Several analysts said that this is the first such offering they have seen from a community bank during this down cycle but that they expect many others to follow suit.

"My guess is we will see a bunch more in the next eight to 12 months as companies are put in a position where they need to raise capital," said Mark Fitzgibbon, the director of research for Sandler O'Neill & Partners LP.

Large banks already have been issuing stock at a brisk pace over the past few months, though they generally have favored preferred or convertible stock.

Samuel Caldwell, an analyst at KBW Inc.'s Keefe, Bruyette & Woods Inc., said Security's plan to canvas its current investors instead of the general public is its best bet, because of the poor market for bank stocks.

"People investing in bank stocks today would want a significant discount," Mr. Caldwell said. "So you go to your current shareholders with a rights offering hoping to sell for less of a discount."

* _Data provided_

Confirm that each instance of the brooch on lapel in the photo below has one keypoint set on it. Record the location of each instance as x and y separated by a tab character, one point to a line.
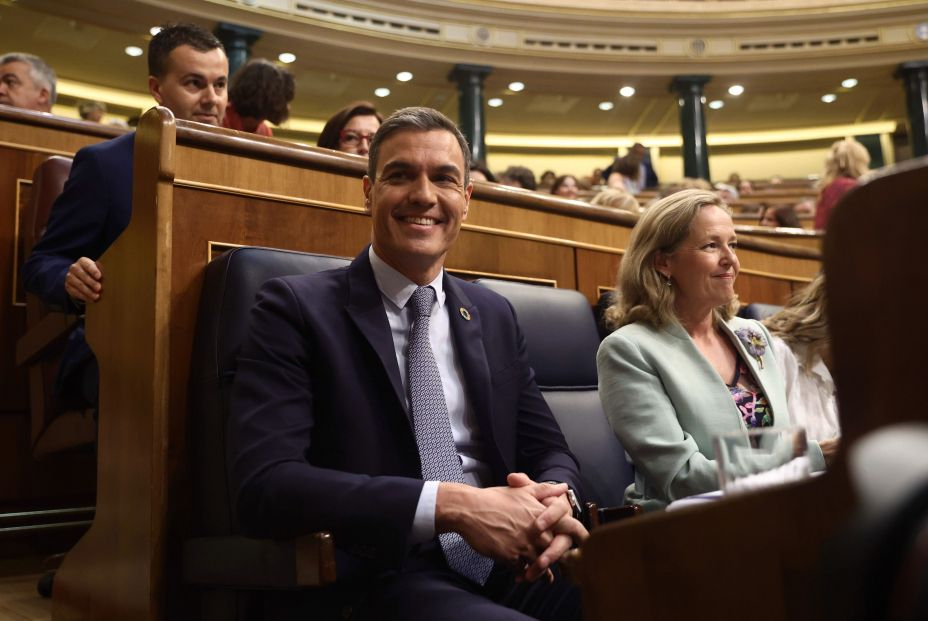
754	342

* _Task to carry out_
Pull out the stretch from "Samuel Caldwell, an" through "for bank stocks." in the passage on bank stock offerings, copying it word for word. The material has no connection to the passage on bank stock offerings.

* _Result of this task_
Samuel Caldwell, an analyst at KBW Inc.'s Keefe, Bruyette & Woods Inc., said Security's plan to canvas its current investors instead of the general public is its best bet, because of the poor market for bank stocks.